● Assigned task
Look below for the line containing "Target: hosta plant"; from there through the line containing "Target: shrub", both lines included, please set down each line exactly and nothing else.

● Input data
-*-*-
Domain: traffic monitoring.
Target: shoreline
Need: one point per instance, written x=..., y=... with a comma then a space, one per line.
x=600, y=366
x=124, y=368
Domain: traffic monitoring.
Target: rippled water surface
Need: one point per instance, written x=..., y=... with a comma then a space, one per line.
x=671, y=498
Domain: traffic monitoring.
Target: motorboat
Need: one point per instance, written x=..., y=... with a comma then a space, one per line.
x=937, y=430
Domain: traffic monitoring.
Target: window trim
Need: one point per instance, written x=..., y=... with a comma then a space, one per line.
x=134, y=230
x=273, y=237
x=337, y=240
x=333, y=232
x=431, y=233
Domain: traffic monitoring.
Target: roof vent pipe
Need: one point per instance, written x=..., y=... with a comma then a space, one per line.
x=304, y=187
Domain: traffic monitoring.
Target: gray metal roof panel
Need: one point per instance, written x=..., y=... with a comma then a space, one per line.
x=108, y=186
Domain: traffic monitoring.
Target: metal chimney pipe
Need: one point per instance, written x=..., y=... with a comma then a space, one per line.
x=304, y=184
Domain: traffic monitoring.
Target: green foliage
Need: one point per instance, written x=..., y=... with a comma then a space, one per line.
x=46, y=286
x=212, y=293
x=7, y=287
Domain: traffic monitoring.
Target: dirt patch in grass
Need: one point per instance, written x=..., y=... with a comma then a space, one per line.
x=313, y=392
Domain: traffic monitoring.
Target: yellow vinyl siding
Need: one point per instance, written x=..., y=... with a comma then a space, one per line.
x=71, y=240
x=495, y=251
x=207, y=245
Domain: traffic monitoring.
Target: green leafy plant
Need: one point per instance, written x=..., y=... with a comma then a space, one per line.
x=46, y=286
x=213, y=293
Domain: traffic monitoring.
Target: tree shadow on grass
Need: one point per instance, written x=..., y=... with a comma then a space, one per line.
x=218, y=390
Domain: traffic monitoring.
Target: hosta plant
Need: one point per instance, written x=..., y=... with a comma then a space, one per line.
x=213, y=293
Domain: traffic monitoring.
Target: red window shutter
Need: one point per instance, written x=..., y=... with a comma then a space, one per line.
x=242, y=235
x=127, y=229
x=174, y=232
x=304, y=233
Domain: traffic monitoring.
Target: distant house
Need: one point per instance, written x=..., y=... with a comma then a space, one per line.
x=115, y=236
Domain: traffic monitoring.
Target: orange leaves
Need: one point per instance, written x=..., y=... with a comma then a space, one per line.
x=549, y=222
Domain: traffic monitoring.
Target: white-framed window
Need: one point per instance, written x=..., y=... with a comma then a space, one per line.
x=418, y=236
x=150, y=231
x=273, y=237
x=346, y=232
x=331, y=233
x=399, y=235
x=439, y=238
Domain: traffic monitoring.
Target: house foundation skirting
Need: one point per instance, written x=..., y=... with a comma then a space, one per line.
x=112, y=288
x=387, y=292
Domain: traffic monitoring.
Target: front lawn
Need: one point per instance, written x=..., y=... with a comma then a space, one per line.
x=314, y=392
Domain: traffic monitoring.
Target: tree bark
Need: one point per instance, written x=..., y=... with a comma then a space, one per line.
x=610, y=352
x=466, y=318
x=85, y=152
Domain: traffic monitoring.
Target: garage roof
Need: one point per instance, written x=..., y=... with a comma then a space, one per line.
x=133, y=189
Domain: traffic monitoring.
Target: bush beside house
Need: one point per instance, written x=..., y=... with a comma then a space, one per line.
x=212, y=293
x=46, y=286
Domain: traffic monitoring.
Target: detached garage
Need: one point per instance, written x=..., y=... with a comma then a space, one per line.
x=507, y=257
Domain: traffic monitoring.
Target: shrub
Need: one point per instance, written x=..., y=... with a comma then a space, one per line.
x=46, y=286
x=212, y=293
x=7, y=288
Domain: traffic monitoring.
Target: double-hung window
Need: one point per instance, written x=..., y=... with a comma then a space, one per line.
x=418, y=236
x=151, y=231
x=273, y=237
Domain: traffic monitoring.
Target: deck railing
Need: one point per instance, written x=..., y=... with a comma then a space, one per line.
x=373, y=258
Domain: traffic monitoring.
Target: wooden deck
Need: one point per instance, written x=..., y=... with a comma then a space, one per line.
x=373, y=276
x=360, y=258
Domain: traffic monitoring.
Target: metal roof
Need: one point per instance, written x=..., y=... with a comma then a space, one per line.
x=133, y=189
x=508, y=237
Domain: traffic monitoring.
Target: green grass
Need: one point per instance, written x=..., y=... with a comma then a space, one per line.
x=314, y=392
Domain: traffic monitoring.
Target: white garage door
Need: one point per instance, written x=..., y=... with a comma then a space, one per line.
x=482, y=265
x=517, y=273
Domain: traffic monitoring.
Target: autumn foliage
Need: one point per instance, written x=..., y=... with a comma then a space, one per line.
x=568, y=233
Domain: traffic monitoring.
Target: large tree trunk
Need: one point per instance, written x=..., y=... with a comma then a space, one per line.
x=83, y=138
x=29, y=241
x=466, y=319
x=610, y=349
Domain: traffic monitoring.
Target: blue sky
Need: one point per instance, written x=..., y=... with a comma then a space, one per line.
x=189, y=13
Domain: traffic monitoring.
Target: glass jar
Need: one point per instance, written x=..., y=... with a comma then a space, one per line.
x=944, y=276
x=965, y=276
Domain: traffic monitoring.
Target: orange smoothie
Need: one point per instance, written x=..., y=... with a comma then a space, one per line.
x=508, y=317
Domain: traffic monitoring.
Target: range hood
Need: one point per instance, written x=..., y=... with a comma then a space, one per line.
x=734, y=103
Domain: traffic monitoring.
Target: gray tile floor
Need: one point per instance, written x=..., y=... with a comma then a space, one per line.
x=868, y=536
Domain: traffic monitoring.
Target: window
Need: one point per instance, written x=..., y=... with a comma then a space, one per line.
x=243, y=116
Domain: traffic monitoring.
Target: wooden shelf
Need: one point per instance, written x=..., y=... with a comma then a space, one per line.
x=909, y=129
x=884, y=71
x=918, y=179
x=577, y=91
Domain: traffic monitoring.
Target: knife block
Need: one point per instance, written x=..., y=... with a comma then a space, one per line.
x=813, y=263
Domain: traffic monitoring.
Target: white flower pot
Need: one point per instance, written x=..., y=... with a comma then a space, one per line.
-*-*-
● Answer to this exercise
Target: hosta plant
Need: one point per instance, written x=..., y=... with a comma then a space, one per line.
x=213, y=293
Domain: traffic monitoring.
Target: red window shutter
Need: one point per instance, written x=..., y=... with a comma then a space, one per line.
x=242, y=235
x=127, y=229
x=174, y=232
x=304, y=233
Domain: traffic monitoring.
Target: distant house
Need: one point per instance, written x=..., y=... with a comma then a space, one per line.
x=115, y=236
Domain: traffic monitoring.
Target: orange leaves
Need: one point per instance, written x=..., y=... with a comma then a space, one per line.
x=549, y=222
Domain: traffic monitoring.
Target: white-framed window
Need: one point per instance, written x=..., y=... with a comma then a space, one per line.
x=418, y=236
x=150, y=231
x=273, y=237
x=346, y=232
x=331, y=233
x=399, y=235
x=439, y=238
Domain: traffic monitoring.
Target: house foundation skirting
Need: one point per instance, written x=..., y=... with a comma then a space, one per line.
x=112, y=288
x=387, y=292
Domain: traffic monitoring.
Target: front lawn
Need: one point per instance, written x=..., y=... with a comma then a space, one per line.
x=314, y=392
Domain: traffic monitoring.
Target: tree bark
Need: one point per instance, written x=..., y=... with a comma then a space, one per line.
x=610, y=352
x=466, y=318
x=85, y=152
Domain: traffic monitoring.
Target: garage roof
Need: one point per instance, written x=..., y=... with a comma then a space, one per line.
x=133, y=189
Domain: traffic monitoring.
Target: bush beside house
Need: one point per instance, written x=..., y=... with a comma then a space, one per line.
x=212, y=293
x=46, y=286
Domain: traffic monitoring.
Target: detached garage
Need: one point per instance, written x=..., y=... with a comma then a space, one per line.
x=507, y=257
Domain: traffic monitoring.
Target: shrub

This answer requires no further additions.